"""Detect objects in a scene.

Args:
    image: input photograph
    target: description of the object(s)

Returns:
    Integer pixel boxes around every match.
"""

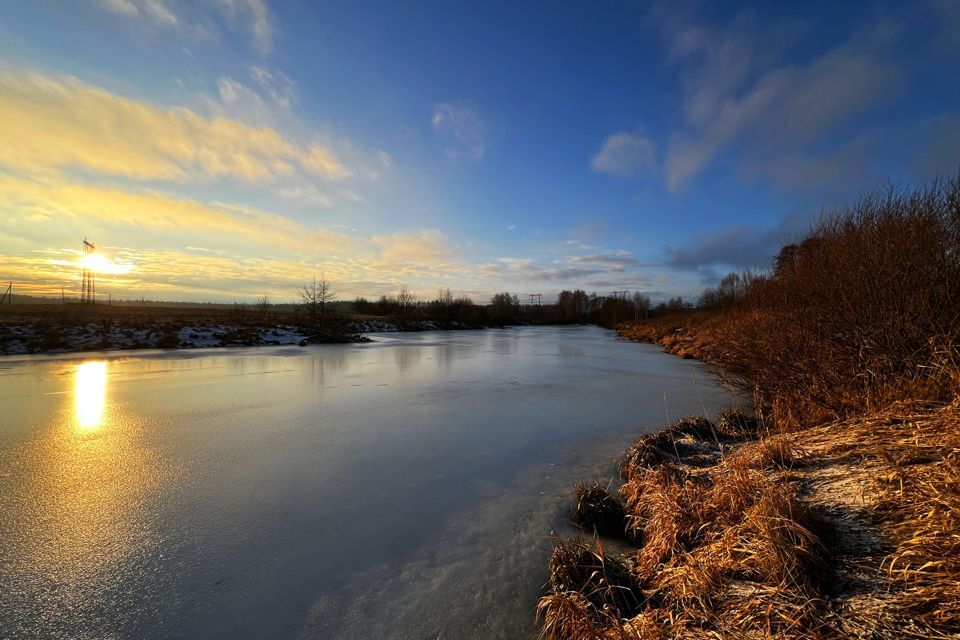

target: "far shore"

**********

> _Your objective_:
Find every line in the listing above that contains the string "target" and copy each one. Case counts.

> _Correct answer_:
    target: description of the object(s)
target: "far shore"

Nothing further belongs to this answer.